>> BEGIN

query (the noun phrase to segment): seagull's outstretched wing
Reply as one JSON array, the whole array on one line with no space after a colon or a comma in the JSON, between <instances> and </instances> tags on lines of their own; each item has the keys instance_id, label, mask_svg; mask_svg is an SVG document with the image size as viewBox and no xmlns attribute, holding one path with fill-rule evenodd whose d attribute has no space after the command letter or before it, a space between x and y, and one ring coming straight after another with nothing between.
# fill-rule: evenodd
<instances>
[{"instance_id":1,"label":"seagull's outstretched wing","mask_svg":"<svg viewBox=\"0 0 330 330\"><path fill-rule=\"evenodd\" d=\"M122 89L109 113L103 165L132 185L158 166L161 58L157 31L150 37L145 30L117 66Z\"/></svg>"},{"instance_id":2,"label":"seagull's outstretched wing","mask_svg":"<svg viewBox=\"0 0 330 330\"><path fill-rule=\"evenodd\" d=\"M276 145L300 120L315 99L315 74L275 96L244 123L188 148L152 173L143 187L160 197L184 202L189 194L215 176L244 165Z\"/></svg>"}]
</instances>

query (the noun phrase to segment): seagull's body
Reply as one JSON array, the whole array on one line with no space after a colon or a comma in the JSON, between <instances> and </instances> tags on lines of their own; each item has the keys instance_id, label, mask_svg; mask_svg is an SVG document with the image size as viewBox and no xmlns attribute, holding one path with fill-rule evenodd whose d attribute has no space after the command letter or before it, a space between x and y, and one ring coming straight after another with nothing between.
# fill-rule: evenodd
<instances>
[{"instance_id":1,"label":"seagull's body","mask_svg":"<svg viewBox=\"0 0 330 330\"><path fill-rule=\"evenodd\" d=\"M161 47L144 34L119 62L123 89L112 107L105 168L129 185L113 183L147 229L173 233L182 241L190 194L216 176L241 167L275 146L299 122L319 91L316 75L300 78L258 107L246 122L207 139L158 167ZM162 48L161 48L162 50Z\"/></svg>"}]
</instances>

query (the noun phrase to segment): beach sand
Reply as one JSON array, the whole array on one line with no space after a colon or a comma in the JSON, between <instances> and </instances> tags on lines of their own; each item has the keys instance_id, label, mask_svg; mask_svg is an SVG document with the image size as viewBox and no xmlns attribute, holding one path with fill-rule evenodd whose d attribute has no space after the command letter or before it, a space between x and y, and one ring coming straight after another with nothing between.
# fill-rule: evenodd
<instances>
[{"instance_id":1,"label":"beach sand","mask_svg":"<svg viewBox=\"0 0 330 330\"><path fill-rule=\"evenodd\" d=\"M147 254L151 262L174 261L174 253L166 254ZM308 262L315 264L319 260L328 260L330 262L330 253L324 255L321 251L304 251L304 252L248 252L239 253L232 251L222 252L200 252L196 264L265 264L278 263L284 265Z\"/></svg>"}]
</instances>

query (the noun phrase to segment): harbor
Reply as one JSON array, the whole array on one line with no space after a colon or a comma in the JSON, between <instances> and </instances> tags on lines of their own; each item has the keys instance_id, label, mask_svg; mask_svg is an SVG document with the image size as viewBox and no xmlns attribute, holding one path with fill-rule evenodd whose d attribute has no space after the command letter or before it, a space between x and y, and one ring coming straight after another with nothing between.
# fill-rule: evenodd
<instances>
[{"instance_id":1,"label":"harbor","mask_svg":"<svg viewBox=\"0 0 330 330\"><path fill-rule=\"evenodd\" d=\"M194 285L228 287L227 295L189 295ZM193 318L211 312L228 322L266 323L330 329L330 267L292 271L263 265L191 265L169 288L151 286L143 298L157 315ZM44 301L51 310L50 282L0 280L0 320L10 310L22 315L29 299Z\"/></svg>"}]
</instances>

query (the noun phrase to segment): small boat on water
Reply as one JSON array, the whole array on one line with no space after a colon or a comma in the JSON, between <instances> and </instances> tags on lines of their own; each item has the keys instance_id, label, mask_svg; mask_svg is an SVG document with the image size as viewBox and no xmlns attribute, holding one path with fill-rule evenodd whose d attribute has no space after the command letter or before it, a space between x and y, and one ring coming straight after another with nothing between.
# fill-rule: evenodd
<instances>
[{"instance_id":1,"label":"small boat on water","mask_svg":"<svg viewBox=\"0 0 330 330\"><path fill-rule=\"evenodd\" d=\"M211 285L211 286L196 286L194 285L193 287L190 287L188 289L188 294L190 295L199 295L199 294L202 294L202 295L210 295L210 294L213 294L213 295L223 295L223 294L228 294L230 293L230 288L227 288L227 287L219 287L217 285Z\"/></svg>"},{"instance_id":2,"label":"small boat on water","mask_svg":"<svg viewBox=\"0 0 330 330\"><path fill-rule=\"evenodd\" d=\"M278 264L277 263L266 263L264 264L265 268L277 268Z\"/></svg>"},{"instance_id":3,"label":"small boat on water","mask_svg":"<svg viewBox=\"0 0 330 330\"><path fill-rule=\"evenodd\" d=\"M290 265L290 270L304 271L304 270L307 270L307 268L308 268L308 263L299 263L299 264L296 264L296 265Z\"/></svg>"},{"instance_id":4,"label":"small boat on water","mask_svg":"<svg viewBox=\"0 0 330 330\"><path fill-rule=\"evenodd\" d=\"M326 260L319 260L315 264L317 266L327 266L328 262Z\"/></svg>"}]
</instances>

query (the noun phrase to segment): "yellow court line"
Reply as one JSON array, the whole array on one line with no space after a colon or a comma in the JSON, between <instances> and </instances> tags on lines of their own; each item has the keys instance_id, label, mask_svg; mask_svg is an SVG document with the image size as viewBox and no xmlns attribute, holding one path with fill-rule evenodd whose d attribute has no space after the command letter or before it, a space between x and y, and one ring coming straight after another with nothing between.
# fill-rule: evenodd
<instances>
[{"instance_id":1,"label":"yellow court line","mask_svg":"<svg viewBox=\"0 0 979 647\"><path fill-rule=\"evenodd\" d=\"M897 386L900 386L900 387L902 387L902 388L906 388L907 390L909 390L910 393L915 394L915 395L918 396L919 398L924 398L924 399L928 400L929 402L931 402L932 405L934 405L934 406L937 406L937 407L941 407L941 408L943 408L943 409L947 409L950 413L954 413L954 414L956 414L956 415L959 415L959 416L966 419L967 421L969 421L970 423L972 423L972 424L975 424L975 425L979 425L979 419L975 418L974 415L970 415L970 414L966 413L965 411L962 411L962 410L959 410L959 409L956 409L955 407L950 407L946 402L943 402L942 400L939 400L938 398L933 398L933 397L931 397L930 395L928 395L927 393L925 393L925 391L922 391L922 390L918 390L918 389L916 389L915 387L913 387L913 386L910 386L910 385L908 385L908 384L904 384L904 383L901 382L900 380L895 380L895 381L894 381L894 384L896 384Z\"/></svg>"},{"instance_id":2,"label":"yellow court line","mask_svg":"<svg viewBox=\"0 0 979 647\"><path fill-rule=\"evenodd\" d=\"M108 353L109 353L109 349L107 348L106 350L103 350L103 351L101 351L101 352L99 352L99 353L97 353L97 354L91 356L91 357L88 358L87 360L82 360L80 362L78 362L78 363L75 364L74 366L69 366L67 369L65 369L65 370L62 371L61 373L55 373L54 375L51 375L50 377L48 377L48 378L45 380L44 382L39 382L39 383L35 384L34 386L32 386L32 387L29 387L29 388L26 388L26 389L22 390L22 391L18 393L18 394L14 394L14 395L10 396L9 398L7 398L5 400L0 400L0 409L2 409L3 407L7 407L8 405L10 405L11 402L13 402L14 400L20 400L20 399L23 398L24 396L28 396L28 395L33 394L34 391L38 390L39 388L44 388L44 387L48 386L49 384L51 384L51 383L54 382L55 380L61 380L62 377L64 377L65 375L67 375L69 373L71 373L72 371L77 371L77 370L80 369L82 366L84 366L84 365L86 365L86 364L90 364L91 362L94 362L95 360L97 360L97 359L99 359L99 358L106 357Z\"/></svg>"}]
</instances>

>> END

* [Exercise goal]:
Pull out each line of the listing that contains the string "sand".

* [Written response]:
query (the noun phrase to segment): beach sand
[{"instance_id":1,"label":"beach sand","mask_svg":"<svg viewBox=\"0 0 330 330\"><path fill-rule=\"evenodd\" d=\"M147 254L151 262L174 261L174 253L166 254ZM308 262L315 264L319 260L328 260L330 262L330 253L324 255L321 251L304 251L304 252L248 252L239 253L232 251L222 252L200 252L196 264L265 264L278 263L284 265Z\"/></svg>"}]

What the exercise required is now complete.